> [Task description]: Set down the material below in full, matching it exactly.

━━━━━ Material provided ━━━━━

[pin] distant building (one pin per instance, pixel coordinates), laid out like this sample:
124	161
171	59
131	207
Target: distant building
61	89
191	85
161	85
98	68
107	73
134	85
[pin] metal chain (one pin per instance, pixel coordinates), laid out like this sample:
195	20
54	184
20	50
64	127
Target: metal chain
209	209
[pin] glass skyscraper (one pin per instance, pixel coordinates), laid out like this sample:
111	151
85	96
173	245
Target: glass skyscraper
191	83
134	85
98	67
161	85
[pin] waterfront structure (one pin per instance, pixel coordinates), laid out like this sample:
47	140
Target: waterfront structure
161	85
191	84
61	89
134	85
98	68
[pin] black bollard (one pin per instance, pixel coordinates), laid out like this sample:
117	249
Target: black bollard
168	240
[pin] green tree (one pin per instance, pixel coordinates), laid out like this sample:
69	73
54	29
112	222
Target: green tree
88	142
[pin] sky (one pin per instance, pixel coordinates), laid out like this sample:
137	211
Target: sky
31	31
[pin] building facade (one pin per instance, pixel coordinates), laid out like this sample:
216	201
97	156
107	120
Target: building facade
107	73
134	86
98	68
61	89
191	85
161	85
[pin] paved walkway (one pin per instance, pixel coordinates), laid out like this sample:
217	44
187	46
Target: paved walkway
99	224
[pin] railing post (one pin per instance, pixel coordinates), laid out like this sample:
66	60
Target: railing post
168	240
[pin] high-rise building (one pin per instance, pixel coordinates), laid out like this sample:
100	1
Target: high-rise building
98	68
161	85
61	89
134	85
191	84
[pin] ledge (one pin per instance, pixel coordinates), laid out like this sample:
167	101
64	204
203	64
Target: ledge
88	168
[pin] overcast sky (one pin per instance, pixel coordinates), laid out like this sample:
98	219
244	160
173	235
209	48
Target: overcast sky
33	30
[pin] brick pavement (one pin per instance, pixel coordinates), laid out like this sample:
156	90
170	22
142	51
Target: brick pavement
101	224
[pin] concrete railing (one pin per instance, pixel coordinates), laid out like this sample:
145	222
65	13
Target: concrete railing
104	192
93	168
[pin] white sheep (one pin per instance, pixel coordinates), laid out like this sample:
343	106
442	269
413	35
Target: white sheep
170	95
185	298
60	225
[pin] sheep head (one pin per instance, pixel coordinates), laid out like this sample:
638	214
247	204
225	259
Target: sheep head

━━━━━

> [Task output]:
[pin] distant building (one pin per instance, pixel coordinates), laid out like this sample:
124	161
171	59
131	207
Target: distant building
61	89
191	85
161	85
98	68
107	73
134	85
[pin] metal chain (one pin per instance, pixel coordinates), laid out like this sample:
195	20
54	184
20	50
64	127
Target: metal chain
209	209
[pin] glass skyscraper (one pin per instance, pixel coordinates), laid out like this sample:
111	151
85	96
173	245
Target: glass skyscraper
191	83
134	85
98	67
161	85
[pin] waterfront structure (one pin per instance, pixel coordinates), laid out like this sample:
47	140
Target: waterfront structure
161	85
191	84
61	89
134	85
98	68
[pin] black bollard (one pin per instance, pixel coordinates), laid out like this sample:
117	249
Target: black bollard
168	240
[pin] green tree (one pin per instance, pixel coordinates), laid out like this sample:
69	73
54	29
112	222
Target: green tree
88	142
[pin] sky (one pin per instance, pixel coordinates), laid out like this sample:
137	211
Target: sky
31	31
[pin] building facade (one pin per instance, pixel coordinates), laid out like this sample:
216	201
97	156
107	120
Target: building facade
107	73
134	86
98	68
61	89
191	85
161	85
[pin] paved walkway (one pin per instance, pixel coordinates), laid out like this sample:
217	44
187	46
Target: paved walkway
99	224
[pin] railing post (one pin per instance, pixel coordinates), laid out like this sample:
66	60
Target: railing post
168	240
[pin] high-rise building (one pin per instance, pixel coordinates), laid out like this sample:
100	1
Target: high-rise building
98	68
161	85
61	89
134	85
191	84
[pin] ledge (one pin per instance, pixel coordinates), laid out like this sample:
167	101
64	204
203	64
Target: ledge
88	168
[pin] overcast sky (one pin per instance, pixel coordinates), laid out like this sample:
98	219
244	160
173	235
209	48
Target: overcast sky
33	30
[pin] brick pavement (one pin per instance, pixel coordinates), laid out like this sample:
156	90
170	22
142	51
Target: brick pavement
101	224
[pin] concrete railing (one pin per instance, pixel coordinates), laid out like this sample:
145	222
65	13
Target: concrete railing
104	192
93	168
[pin] white sheep (one pin per instance, pixel coordinates), laid out like this sample:
343	106
442	269
413	35
Target: white sheep
170	95
185	298
60	225
[pin] sheep head (one pin per instance, pixel coordinates), laid out like this sample:
638	214
247	204
225	259
Target: sheep head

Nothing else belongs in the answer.